(Point localization data)

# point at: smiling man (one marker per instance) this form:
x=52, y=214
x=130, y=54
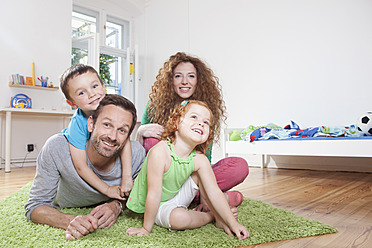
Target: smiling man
x=58, y=185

* [Activity] In your copy of the entries above, keep the text exact and leave out the pictures.

* [Response to the task]
# point at: smiling man (one marker per instance) this form:
x=52, y=214
x=130, y=54
Target: smiling man
x=58, y=185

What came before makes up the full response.